Records supplied -
--- start ---

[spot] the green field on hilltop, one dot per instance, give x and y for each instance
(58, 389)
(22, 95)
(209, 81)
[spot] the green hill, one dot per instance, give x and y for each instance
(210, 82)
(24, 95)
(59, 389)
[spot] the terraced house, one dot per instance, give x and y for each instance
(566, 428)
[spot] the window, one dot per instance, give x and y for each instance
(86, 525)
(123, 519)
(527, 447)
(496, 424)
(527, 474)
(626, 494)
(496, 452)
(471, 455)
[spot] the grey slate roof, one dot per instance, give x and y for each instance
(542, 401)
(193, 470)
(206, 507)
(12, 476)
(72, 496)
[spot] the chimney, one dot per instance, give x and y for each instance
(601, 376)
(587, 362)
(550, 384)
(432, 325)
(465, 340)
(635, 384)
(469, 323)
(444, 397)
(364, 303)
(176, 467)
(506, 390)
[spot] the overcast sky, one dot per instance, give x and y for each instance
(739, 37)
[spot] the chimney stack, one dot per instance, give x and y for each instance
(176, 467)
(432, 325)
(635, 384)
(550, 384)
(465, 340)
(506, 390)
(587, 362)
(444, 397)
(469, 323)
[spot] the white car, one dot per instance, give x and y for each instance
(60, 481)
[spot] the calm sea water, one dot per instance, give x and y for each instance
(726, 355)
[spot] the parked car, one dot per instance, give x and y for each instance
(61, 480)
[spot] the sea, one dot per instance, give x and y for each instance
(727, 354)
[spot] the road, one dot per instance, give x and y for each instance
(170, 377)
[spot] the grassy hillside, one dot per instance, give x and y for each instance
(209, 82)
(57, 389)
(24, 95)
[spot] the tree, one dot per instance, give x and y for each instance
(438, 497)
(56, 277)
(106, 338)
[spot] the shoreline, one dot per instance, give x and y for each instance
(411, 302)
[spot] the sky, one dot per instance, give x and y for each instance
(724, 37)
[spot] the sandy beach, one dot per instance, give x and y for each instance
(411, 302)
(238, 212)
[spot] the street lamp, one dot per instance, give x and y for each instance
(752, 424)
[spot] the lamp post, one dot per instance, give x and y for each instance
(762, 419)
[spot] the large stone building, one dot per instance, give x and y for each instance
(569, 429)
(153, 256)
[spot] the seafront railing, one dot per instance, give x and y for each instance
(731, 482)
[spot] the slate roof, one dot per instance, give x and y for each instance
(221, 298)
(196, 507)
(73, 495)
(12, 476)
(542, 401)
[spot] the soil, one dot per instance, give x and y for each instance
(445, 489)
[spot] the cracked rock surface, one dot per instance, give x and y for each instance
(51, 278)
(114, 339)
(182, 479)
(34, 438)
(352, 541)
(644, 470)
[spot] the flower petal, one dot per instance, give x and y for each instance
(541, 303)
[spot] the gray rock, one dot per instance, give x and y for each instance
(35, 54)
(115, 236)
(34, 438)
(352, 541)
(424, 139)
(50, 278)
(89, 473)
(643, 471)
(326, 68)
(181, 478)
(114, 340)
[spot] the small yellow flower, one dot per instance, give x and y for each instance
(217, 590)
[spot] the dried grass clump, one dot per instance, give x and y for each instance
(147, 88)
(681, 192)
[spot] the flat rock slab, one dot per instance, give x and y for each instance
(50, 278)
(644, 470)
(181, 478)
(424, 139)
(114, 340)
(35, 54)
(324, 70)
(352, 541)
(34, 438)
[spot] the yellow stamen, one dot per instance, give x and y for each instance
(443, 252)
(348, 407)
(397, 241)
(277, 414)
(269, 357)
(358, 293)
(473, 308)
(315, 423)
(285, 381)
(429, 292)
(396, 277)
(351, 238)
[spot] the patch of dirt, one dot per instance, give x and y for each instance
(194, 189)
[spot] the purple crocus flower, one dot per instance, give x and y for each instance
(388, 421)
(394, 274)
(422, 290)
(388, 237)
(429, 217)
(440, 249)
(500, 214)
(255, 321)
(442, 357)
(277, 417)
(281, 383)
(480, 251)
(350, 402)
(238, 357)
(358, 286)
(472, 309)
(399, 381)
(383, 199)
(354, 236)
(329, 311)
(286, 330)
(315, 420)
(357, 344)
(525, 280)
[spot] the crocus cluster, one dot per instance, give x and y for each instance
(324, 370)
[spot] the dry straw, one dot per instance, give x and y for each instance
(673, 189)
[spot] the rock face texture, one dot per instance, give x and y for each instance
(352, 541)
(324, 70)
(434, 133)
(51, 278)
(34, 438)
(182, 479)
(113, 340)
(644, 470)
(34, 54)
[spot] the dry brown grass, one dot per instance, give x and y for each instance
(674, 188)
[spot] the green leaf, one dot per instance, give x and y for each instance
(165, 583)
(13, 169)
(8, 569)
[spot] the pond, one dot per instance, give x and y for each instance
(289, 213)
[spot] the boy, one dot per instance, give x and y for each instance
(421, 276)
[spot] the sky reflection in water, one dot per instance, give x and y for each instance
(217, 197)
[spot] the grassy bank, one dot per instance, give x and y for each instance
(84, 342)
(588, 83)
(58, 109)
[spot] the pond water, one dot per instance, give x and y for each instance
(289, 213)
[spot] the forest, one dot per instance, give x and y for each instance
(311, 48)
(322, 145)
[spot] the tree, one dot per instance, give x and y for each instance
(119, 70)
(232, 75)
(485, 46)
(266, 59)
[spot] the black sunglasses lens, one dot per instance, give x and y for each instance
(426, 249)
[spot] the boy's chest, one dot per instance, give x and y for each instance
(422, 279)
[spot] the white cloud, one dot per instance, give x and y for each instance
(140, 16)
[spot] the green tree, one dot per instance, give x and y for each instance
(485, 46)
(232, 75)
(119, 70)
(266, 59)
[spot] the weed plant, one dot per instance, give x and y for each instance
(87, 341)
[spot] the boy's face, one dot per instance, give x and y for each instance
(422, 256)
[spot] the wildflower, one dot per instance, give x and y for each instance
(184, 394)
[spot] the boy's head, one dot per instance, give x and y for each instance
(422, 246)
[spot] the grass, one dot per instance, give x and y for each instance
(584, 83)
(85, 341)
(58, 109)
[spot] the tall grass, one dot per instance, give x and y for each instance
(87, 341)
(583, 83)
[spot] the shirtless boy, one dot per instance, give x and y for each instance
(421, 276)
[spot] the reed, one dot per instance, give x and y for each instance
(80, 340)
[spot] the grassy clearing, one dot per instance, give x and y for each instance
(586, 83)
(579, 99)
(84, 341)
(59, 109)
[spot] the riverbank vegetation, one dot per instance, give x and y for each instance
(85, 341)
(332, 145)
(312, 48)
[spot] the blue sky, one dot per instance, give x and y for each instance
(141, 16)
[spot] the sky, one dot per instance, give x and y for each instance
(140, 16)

--- end ---

Required task - Extract the lines of the items starting at the one containing "[spot] the reed, one" and running through the final line of the items, both ends included, and reproduce them unchanged.

Result of this exercise -
[spot] the reed, one dot per instance, give x and y for each instance
(80, 340)
[spot] the grassy clearing, one dot per instance, give x and y for each instance
(586, 83)
(579, 99)
(84, 341)
(59, 109)
[spot] the riverbank vegetation, one dot per instance, give x and y for each instance
(85, 341)
(332, 145)
(312, 48)
[spot] the blue sky, one dot per instance, give x and y for each instance
(141, 16)
[spot] the sky, one dot per instance, give x and y for each instance
(140, 16)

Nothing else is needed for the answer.